(begin)

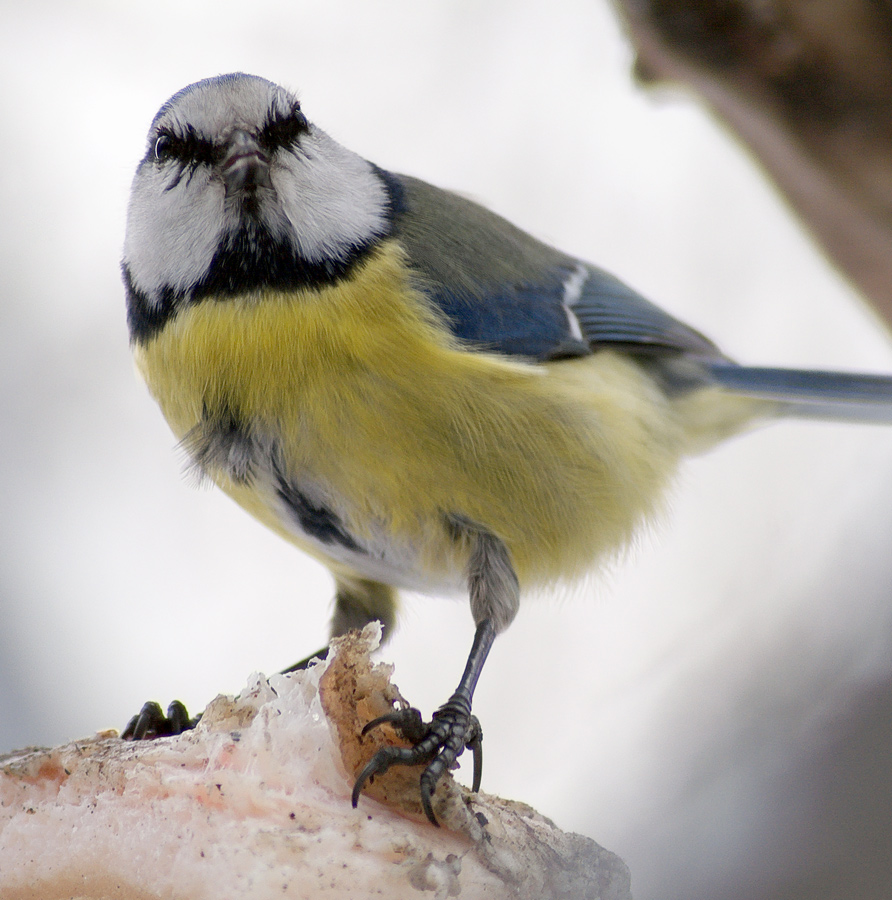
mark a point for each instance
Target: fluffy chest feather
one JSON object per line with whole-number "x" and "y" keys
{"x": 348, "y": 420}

(end)
(begin)

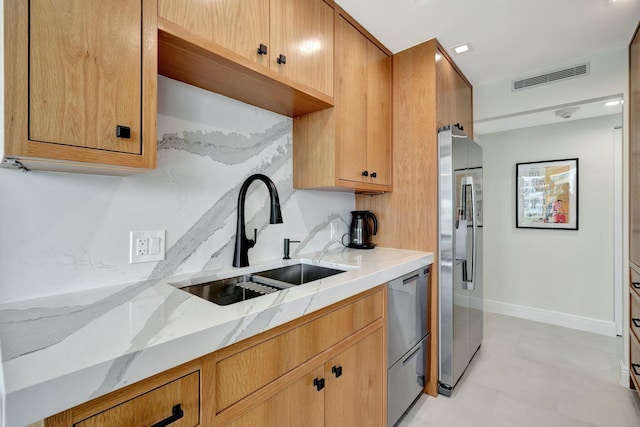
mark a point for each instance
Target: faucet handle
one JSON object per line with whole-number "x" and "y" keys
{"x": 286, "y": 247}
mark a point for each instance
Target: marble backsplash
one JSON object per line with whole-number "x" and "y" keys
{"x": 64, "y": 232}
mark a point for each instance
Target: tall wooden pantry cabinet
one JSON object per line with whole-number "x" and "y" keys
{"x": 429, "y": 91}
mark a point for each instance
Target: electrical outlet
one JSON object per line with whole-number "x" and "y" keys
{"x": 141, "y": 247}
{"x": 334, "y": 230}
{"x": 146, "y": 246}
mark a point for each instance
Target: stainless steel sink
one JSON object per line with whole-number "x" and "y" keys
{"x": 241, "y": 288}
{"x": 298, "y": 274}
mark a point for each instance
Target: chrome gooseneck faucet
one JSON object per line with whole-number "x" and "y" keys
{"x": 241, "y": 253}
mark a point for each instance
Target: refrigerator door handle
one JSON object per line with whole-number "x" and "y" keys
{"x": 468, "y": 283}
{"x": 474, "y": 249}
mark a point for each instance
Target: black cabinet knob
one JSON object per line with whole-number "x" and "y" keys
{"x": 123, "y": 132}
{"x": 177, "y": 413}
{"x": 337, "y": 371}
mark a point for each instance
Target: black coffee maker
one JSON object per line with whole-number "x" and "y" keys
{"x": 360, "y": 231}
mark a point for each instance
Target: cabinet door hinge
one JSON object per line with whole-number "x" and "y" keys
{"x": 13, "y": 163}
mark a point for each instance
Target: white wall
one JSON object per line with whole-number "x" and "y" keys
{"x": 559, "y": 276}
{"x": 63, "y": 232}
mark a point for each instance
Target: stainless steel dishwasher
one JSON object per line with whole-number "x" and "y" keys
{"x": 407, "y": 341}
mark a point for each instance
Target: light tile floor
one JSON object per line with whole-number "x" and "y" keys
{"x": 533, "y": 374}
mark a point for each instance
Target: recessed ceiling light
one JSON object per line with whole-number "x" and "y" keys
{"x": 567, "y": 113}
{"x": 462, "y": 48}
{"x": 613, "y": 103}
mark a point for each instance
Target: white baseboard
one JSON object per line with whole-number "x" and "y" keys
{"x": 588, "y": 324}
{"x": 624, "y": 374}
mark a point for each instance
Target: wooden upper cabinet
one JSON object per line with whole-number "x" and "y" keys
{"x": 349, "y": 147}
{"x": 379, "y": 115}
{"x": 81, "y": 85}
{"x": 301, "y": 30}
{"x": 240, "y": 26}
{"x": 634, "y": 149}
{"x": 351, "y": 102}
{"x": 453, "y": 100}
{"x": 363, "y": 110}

(end)

* Brief *
Pull out every line of the data that contains the word "faucet".

* Task answer *
Target: faucet handle
Target: chrome gooseneck faucet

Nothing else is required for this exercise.